Material to process:
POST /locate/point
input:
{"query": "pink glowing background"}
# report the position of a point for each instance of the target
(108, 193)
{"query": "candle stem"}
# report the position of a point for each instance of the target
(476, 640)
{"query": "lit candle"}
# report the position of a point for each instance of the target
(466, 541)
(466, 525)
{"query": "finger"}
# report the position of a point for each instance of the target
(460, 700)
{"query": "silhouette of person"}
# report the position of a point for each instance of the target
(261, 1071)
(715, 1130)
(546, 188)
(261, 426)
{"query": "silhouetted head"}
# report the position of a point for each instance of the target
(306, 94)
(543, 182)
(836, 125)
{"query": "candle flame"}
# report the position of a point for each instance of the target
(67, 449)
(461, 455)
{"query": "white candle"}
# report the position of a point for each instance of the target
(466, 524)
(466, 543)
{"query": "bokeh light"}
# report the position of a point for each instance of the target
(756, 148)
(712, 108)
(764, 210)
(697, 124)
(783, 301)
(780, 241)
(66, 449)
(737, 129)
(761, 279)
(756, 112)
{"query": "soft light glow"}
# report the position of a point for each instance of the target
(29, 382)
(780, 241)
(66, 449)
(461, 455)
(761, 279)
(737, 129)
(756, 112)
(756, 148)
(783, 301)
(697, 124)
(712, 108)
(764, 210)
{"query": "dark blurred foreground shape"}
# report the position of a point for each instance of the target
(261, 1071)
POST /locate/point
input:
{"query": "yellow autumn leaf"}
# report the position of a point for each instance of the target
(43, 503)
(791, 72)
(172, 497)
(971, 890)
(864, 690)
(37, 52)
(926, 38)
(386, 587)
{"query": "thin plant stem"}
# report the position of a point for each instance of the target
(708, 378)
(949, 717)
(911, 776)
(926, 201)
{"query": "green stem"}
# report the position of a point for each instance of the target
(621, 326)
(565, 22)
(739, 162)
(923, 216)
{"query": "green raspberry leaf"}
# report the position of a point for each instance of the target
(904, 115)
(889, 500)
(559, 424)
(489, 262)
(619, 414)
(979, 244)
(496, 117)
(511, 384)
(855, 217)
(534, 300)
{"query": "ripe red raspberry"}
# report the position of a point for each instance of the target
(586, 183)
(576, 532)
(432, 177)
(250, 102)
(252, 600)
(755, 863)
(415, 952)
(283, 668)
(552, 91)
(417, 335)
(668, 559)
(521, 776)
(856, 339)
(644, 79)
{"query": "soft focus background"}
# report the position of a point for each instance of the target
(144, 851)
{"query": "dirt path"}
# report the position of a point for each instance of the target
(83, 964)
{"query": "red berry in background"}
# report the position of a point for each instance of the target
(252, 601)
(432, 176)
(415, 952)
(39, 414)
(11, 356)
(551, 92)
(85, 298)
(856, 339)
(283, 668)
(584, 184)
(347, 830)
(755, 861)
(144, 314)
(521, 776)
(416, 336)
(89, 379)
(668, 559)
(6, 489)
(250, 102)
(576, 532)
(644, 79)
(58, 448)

Exercise: Tally the lines in the entries above that hold the word "candle". Reply with nothing but that count.

Result: 4